# Problem details:
From the first line down to the line containing "Category: rusty chain on ground", print the records below exactly, leaving every picture out.

Information given Block Start

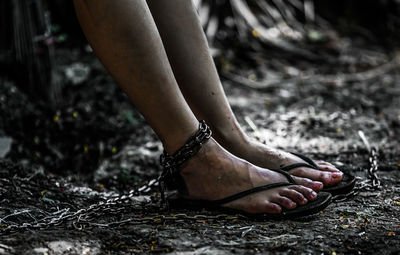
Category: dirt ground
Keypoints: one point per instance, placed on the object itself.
(95, 146)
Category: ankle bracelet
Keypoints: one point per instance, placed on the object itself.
(170, 177)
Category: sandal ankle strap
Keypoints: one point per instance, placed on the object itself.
(170, 177)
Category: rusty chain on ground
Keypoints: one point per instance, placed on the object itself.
(86, 217)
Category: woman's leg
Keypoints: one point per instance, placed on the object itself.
(125, 38)
(195, 72)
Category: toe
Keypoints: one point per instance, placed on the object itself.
(326, 166)
(294, 195)
(270, 207)
(314, 185)
(306, 192)
(284, 201)
(327, 178)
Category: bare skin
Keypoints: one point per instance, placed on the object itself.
(125, 38)
(195, 72)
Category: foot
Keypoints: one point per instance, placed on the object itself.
(213, 173)
(267, 157)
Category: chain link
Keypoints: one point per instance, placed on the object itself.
(86, 217)
(372, 183)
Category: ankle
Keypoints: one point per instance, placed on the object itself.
(234, 139)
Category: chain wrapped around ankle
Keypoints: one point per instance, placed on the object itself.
(170, 177)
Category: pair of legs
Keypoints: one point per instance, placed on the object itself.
(158, 54)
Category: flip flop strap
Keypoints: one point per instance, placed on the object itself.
(249, 192)
(309, 163)
(286, 174)
(305, 158)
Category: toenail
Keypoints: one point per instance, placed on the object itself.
(337, 175)
(313, 194)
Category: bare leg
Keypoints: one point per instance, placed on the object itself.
(197, 77)
(125, 38)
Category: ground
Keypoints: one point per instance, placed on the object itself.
(62, 163)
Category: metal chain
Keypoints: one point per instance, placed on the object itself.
(84, 218)
(371, 184)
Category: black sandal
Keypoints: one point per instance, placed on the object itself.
(345, 186)
(170, 179)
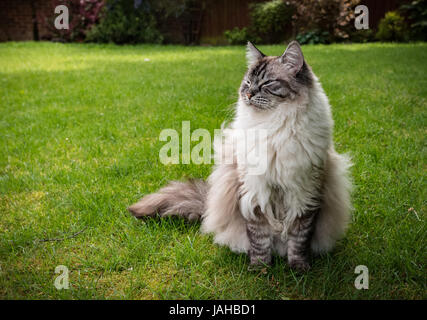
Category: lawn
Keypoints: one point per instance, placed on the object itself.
(79, 128)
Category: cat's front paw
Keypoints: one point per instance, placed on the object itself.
(299, 265)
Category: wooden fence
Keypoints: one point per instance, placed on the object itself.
(222, 15)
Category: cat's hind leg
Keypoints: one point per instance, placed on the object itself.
(260, 240)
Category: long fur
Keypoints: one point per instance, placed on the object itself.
(299, 139)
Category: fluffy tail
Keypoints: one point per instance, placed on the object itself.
(335, 213)
(186, 199)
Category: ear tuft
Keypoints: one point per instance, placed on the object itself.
(253, 54)
(293, 57)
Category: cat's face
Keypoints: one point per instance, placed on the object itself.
(271, 81)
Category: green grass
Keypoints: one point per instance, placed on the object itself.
(79, 128)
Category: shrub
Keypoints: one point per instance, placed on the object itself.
(272, 20)
(126, 21)
(313, 37)
(392, 27)
(240, 36)
(416, 12)
(84, 14)
(333, 16)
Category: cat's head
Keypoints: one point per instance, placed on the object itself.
(272, 80)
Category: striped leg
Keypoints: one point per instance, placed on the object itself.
(260, 240)
(299, 238)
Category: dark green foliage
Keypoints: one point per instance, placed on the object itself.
(240, 36)
(392, 28)
(416, 13)
(125, 22)
(313, 37)
(272, 20)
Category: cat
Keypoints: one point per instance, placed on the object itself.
(301, 204)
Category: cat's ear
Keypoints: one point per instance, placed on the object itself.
(293, 59)
(253, 54)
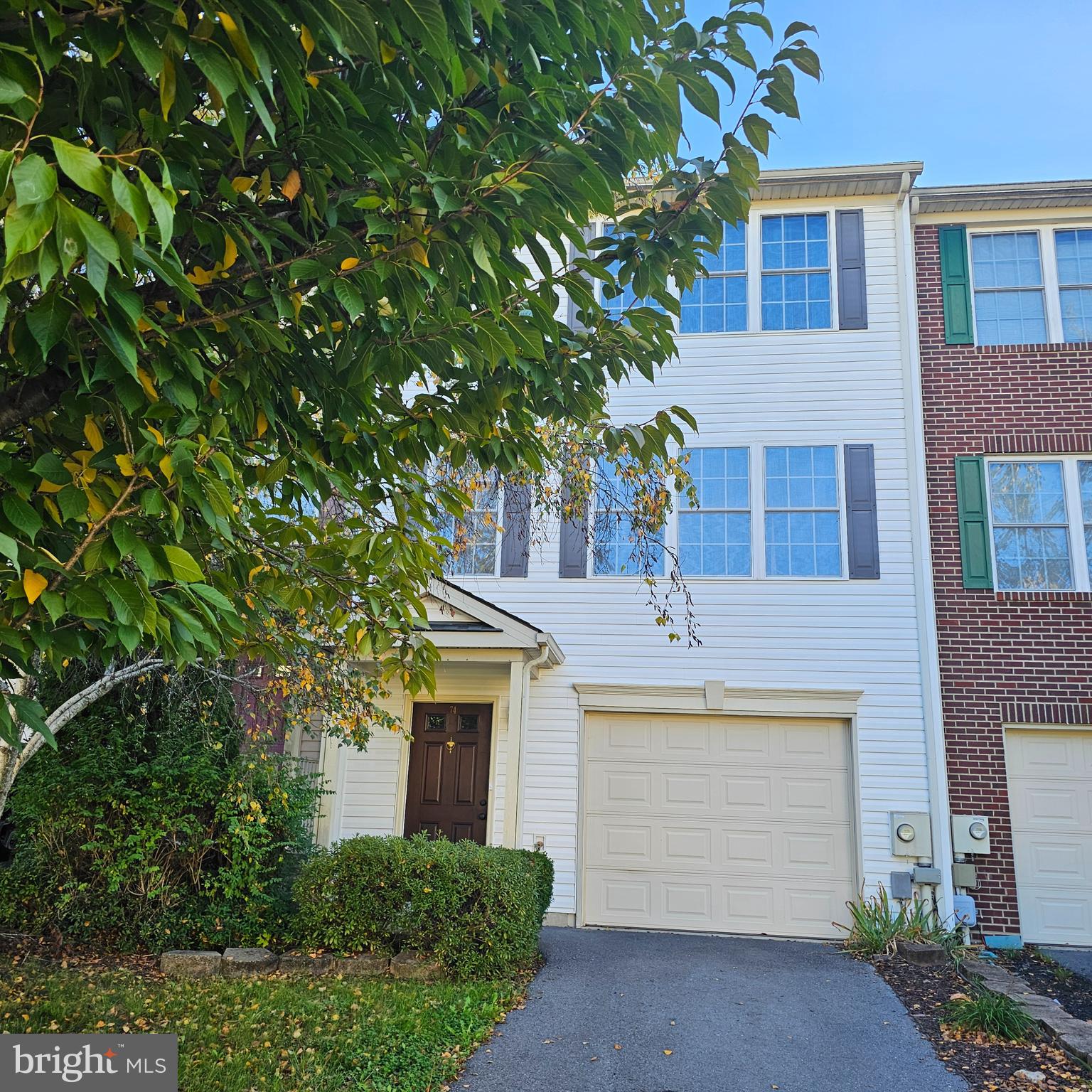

Information given Block End

# Written response:
Category: dirt ground
Keypoints: one point per instance, placed on the object itself.
(95, 146)
Category: ankle bracelet
Keypoints: one point per instance, placed on the object itself.
(170, 177)
Category: sandal ankle strap
Keypoints: one point per instance, placed on the object itself.
(170, 177)
Category: rusty chain on ground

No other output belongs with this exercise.